__TASK DATA__:
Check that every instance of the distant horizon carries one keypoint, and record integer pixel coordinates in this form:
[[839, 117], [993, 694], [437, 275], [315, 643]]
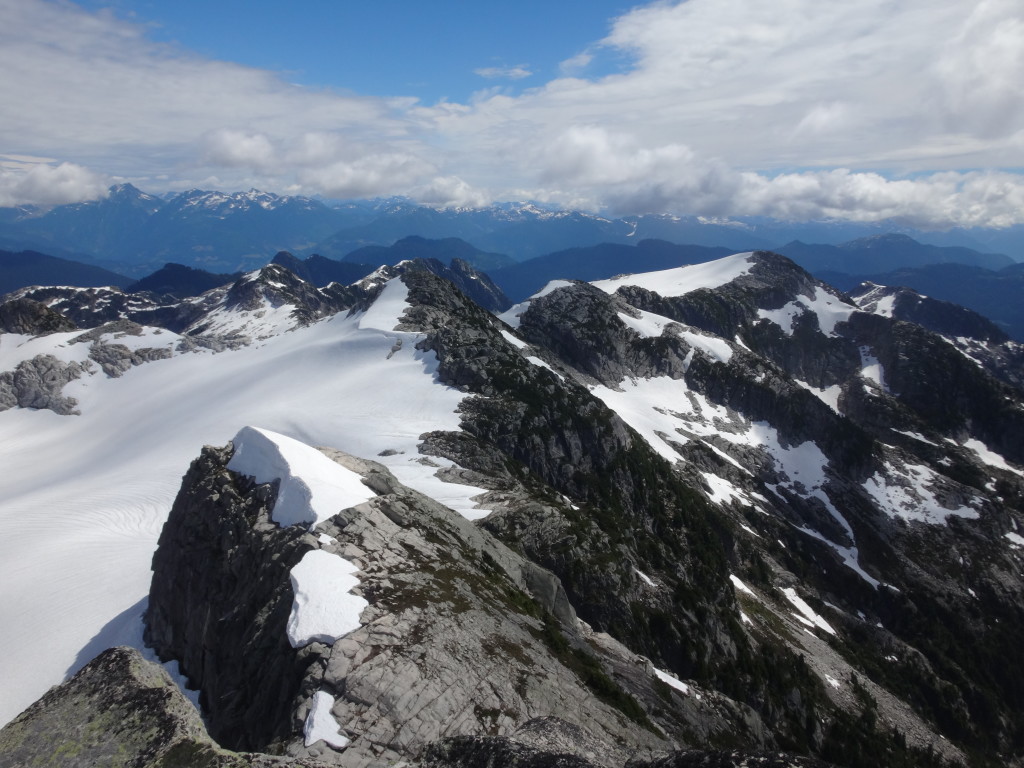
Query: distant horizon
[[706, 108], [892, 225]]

---

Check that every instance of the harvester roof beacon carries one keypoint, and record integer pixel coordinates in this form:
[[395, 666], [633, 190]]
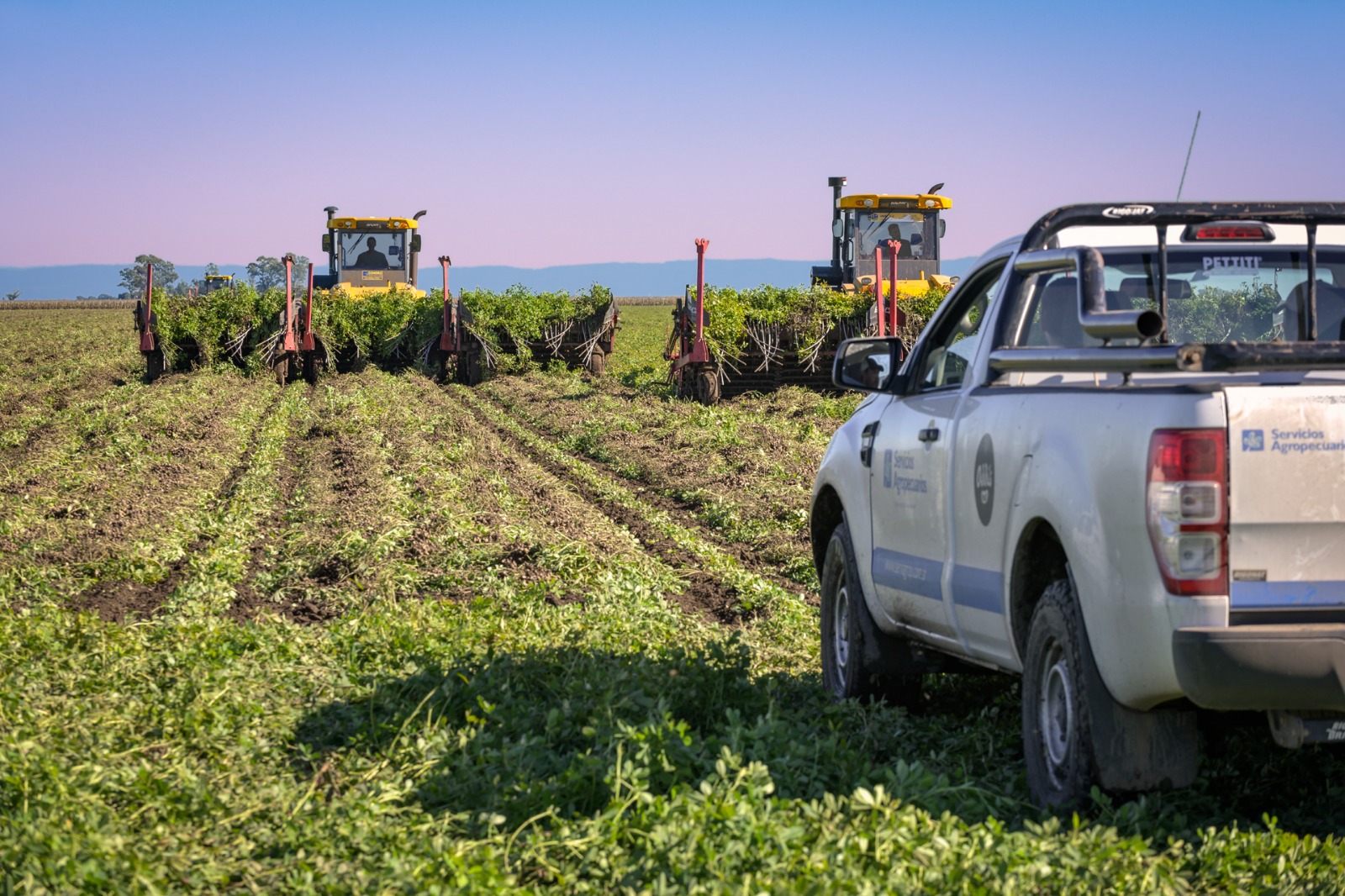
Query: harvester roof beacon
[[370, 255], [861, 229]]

---

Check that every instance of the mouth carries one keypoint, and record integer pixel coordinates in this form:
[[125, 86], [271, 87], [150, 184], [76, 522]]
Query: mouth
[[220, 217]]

__WHAT YOU SHOULD DO__:
From the entries above, copy out every line where the string "pixel" appears.

__ANSWER BOX__:
Check that every instance of the distant horizon carries one keypoint, and record integer pixel coordinates in this form:
Check that every instance of the harvester roof beacon carries one keypoint, and record integer pixel coordinates in this form:
Check that every instance of the mouth carries one keypoint, and record integer pixel coordinates in this form:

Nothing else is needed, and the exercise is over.